◆ Çalışma Soruları ◆
**a)** Kadın mücadelesi üzerine yazıda 8 Mart'ın kaçıncı yılı anılıyor?
**b)** Kadın mücadelesi üzerine yazıyı kaldığı yerden sürdürün.
=== Metin Alıntısı ===
Bengisu Özkes Vardım, varım, var olacağım!
HABERİ PAYLAŞ

Vardım, varım, var olacağım!

Yeryüzünün, kadınları sonsuz bir savaşa tabi tuttuğunu, buna karşın tarih boyunca biz kadınların “savaştıkça” güç kazandığını geçmiş bir yazımda uzunca kaleme almış, savaşımız sona erene dek toplumun dayattığı “kadın” algısına duvar ören tüm kadın hakları savunucularının ışığında yılmadan ilerlememizin gerekliliğini savunmuştum.

Düşüncelerimin arkasında durarak şimdi, kadın işçilerin acı dolu çığlıklarının tüm dünyada yankı bulmasıyla asıl direnişimizin başladığı 8 Mart’ın 163'üncü yılı vesilesiyle, geçmişten günümüze adımlarımızı güçlendiren bir başka öncülük hikayesini paylaşmak istiyorum: Devrimci sosyalist kimliğiyle eşitsizliğe son verebilecek “insanlık” ana kavramının geri kazanılması uğruna yaşamı boyu savaş veren “Rosa Luxemburg”.
=== Verilen Satırlar ===
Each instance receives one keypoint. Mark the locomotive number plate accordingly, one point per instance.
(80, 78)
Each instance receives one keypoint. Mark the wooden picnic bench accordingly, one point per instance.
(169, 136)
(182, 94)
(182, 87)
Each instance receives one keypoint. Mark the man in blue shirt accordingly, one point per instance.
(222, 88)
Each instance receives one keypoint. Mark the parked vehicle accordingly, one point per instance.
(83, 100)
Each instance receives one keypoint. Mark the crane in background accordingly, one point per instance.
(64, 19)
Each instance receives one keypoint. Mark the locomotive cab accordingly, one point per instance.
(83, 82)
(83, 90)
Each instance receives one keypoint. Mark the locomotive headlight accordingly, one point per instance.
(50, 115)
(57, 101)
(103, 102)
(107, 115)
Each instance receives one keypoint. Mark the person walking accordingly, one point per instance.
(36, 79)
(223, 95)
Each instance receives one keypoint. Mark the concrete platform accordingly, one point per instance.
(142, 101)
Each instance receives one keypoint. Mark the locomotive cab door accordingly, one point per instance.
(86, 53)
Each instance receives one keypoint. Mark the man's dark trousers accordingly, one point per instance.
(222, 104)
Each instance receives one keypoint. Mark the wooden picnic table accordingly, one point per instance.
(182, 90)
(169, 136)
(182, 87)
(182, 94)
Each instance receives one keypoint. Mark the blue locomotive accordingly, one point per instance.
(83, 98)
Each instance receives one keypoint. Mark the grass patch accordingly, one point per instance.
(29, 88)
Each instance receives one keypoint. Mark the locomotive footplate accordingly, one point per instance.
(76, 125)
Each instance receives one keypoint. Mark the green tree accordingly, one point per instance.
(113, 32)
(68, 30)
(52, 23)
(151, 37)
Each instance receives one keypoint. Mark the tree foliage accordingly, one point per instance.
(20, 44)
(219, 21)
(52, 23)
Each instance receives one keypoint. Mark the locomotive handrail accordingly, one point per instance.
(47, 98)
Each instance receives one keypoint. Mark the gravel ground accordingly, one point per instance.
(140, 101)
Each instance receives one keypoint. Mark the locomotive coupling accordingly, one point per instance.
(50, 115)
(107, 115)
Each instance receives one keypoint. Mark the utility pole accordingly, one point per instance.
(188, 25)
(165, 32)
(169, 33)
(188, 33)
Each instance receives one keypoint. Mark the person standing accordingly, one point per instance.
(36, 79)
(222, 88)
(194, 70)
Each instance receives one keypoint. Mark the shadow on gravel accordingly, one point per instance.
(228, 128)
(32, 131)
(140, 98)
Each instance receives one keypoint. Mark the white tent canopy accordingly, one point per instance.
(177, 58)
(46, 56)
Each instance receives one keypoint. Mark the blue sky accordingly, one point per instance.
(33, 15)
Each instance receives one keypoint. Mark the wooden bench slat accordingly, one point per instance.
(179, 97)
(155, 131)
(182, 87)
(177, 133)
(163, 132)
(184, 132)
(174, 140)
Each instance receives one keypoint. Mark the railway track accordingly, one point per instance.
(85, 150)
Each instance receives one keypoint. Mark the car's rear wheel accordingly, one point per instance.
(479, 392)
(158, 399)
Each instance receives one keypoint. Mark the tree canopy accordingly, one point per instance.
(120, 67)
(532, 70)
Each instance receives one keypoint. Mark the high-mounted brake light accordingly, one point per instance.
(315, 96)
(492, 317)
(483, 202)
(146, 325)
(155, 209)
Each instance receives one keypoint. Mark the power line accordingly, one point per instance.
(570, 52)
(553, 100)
===
◆ Yazılı Yanıtlar ◆
**a)** 163'üncü yılı.

**b)**
Haberin Devamı

Dünyayı değiştirmek arzusuna kapılmıştı

Vardım, varım, var olacağım

Öyküsünü ilk olarak babamdan dinlediğim, ardından hızlıca araştırmaya koyulduğum Rosa’nın kadından öte “birey” özgürlüğü için verdiği mücadele hakkında bilgi sahibi oldukça, tarihte yadsınamayacak kadar güçlü bir karaktere sahip olduğunu ve ideallerini kısacık ömrüne son veren “haksız” ölümüne dek cesurca sürdürdüğünü gördüm.

1871 yılında bölünmüş Polonya’nın Rus işgali altındaki topraklarında iyi eğitimli bir ailenin kızı olarak dünyaya gelen Rosa, aklının henüz ermeye başladığı genç yaşında ülkesindeki kurtuluş mücadelesinin en ön safhalarında yer almış, daha lise öğrencisiyken “dünyayı değiştirmek” arzusuna kapılmıştı.

Günlerden bir gün, 18 yaşındaki Rosa Luxemburg katıldığı bir gençlik örgütünde yaptığı muhalif faaliyetleri yüzünden ülkesinde tutuklanma tehlikesiyle karşı karşıya kalınca çareyi kaçmakta buldu ve İsviçre’ye yerleşti. Burada felsefe ve tarih üzerine eğitim alırken doğup büyüdüğü yeri unutmadı ve Polonyalı devrimci arkadaşlarıyla birlikte mücadelesini sürdürmeye uzaktan devam etti.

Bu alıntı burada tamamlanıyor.